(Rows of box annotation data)
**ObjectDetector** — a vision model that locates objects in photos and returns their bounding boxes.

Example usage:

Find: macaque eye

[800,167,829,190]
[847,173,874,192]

### Exercise
Output every one of the records above once more, reproducing each line without any change.

### Reply
**ObjectDetector** — a vision model that locates objects in photos and returns their bounding boxes.

Example usage:

Find: macaque eye

[800,167,829,190]
[847,173,874,192]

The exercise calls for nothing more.